-------- ROWS

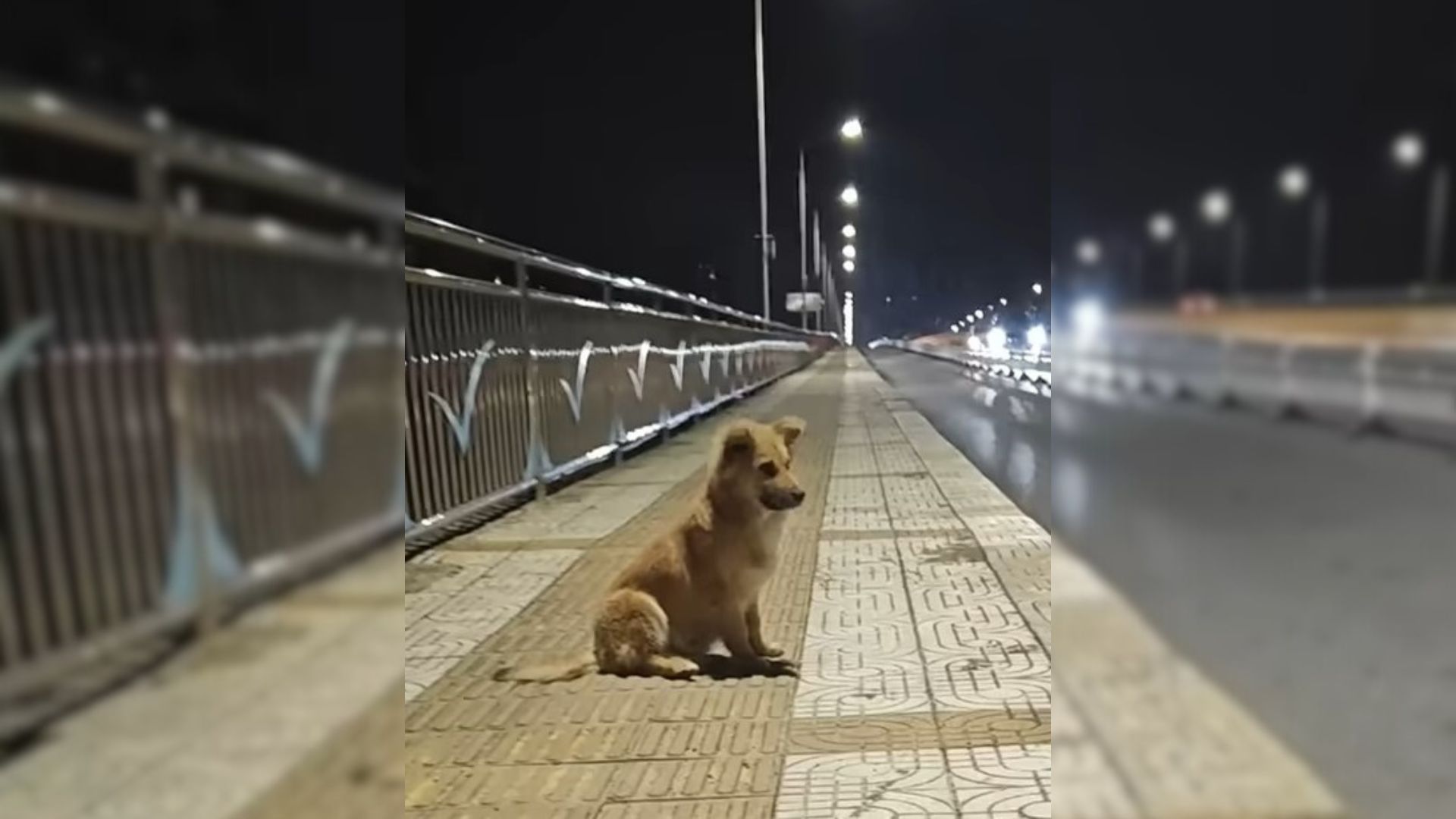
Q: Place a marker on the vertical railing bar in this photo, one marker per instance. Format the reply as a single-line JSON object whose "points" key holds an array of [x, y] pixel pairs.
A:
{"points": [[96, 271], [79, 572]]}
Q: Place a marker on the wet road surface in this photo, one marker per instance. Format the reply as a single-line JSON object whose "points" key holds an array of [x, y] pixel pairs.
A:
{"points": [[1310, 575]]}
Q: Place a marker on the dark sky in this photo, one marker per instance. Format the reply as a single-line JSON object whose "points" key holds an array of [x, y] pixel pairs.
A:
{"points": [[1155, 102], [623, 134], [322, 77]]}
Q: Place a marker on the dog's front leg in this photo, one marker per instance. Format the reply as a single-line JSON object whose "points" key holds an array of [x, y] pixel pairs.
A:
{"points": [[756, 632]]}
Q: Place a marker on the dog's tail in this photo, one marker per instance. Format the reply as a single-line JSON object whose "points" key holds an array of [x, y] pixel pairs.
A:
{"points": [[549, 672]]}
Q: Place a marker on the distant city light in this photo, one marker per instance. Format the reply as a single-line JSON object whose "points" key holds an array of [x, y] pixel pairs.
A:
{"points": [[1087, 318], [1408, 149], [1293, 183], [1216, 206], [1161, 226], [996, 338]]}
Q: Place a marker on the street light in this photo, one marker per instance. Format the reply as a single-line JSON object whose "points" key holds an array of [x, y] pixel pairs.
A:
{"points": [[1408, 150], [1293, 183], [1216, 206], [1161, 226]]}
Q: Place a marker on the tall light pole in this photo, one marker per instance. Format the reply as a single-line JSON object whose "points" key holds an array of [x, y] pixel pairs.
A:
{"points": [[1218, 207], [764, 158], [1408, 152], [851, 130], [1293, 184]]}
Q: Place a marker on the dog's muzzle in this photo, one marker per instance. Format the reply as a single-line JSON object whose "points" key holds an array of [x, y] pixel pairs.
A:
{"points": [[781, 502]]}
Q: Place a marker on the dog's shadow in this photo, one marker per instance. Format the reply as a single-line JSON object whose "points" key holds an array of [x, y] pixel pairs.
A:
{"points": [[718, 667]]}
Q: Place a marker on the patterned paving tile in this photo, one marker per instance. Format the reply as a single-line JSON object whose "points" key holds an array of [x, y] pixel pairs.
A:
{"points": [[459, 613], [878, 784]]}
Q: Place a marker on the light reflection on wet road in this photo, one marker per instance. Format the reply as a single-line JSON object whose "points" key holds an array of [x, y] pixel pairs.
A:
{"points": [[1310, 575]]}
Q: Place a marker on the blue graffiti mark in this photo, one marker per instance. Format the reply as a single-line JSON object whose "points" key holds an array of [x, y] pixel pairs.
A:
{"points": [[677, 366], [574, 395], [197, 529], [18, 346], [308, 436], [707, 363], [641, 372], [462, 423]]}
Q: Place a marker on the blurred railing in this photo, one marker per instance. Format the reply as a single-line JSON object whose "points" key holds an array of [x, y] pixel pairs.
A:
{"points": [[1407, 388], [199, 373], [523, 368]]}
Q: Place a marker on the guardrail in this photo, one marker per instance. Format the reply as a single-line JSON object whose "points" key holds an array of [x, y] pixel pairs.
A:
{"points": [[199, 363], [1367, 385], [525, 368]]}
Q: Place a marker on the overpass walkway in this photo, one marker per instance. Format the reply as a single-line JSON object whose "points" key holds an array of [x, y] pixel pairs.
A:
{"points": [[913, 594]]}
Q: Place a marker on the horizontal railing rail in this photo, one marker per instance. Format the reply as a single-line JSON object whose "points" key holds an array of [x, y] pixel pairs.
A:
{"points": [[511, 387], [1407, 387]]}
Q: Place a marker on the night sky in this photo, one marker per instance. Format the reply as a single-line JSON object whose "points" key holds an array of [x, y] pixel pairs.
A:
{"points": [[623, 134], [322, 77], [1152, 104]]}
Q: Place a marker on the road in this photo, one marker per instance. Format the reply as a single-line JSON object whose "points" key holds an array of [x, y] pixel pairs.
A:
{"points": [[1310, 575]]}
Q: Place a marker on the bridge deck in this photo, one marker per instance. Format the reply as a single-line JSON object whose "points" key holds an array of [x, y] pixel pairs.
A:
{"points": [[912, 592], [915, 595]]}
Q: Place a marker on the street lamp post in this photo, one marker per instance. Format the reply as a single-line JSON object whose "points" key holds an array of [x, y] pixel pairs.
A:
{"points": [[1408, 152], [764, 158]]}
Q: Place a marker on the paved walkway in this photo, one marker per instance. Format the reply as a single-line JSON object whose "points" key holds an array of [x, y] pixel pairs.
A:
{"points": [[912, 592]]}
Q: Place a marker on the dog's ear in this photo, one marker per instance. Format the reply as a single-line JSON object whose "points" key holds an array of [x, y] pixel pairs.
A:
{"points": [[789, 428], [737, 442]]}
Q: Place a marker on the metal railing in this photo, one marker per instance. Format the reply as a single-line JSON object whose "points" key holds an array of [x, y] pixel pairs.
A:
{"points": [[1405, 388], [200, 349], [523, 368]]}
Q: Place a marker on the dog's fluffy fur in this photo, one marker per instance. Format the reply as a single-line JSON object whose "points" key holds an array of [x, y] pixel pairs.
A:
{"points": [[701, 582]]}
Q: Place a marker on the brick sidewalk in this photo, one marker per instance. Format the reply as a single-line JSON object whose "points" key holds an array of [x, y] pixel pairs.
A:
{"points": [[912, 592]]}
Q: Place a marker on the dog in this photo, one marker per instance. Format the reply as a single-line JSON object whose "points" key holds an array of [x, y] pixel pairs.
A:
{"points": [[701, 582]]}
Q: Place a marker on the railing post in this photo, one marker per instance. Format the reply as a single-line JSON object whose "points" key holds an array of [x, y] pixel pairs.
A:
{"points": [[168, 292], [535, 419], [615, 382]]}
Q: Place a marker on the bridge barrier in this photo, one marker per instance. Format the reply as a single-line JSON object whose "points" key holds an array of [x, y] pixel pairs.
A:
{"points": [[1407, 388], [200, 353], [523, 368]]}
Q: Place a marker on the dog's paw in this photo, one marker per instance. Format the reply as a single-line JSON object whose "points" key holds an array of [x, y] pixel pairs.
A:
{"points": [[680, 668], [783, 667]]}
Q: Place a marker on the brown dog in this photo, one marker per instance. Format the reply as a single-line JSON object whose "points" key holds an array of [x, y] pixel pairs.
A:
{"points": [[701, 582]]}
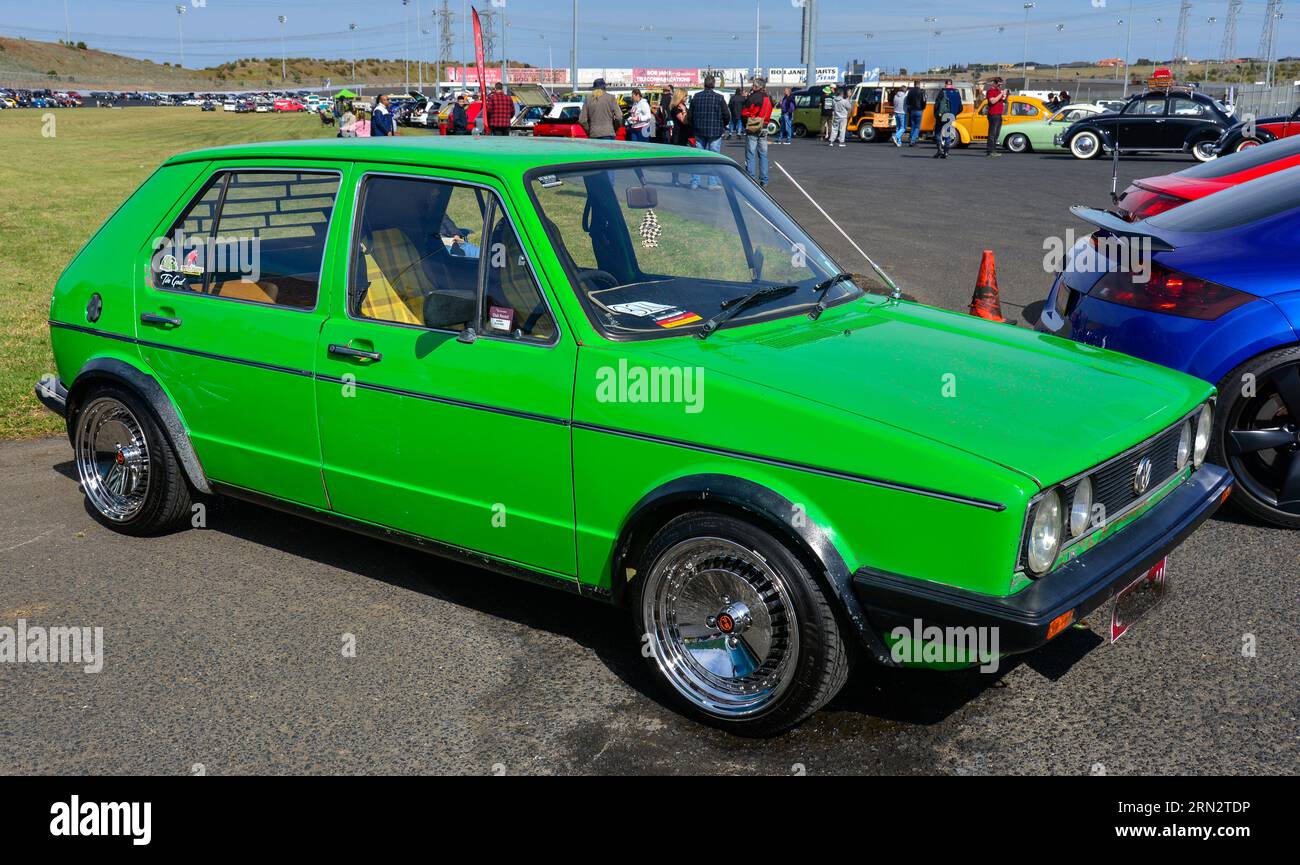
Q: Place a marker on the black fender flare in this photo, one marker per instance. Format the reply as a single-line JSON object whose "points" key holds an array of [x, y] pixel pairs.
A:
{"points": [[761, 505], [146, 388]]}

----------------

### WHAT IS NEEDED
Reproduce everything from the line containing "Q: Place a marker on the brown" down to the end of the material, requests included, and raise every x and y coordinate in the answers by 120. Leave the pictures out.

### EXERCISE RESPONSE
Q: Place a marker on the brown dog in this photo, one marker per instance. Format the reply as a single-line JSON object whose "points" key holds an array of [x, y] pixel pairs.
A:
{"points": [[821, 702]]}
Q: Place a marker on the black fender flare in this photo, one marker per instance. Format the reply as a single-line JSON object whose "points" key holds an array of [x, y] pixel pairs.
A:
{"points": [[881, 625], [266, 508]]}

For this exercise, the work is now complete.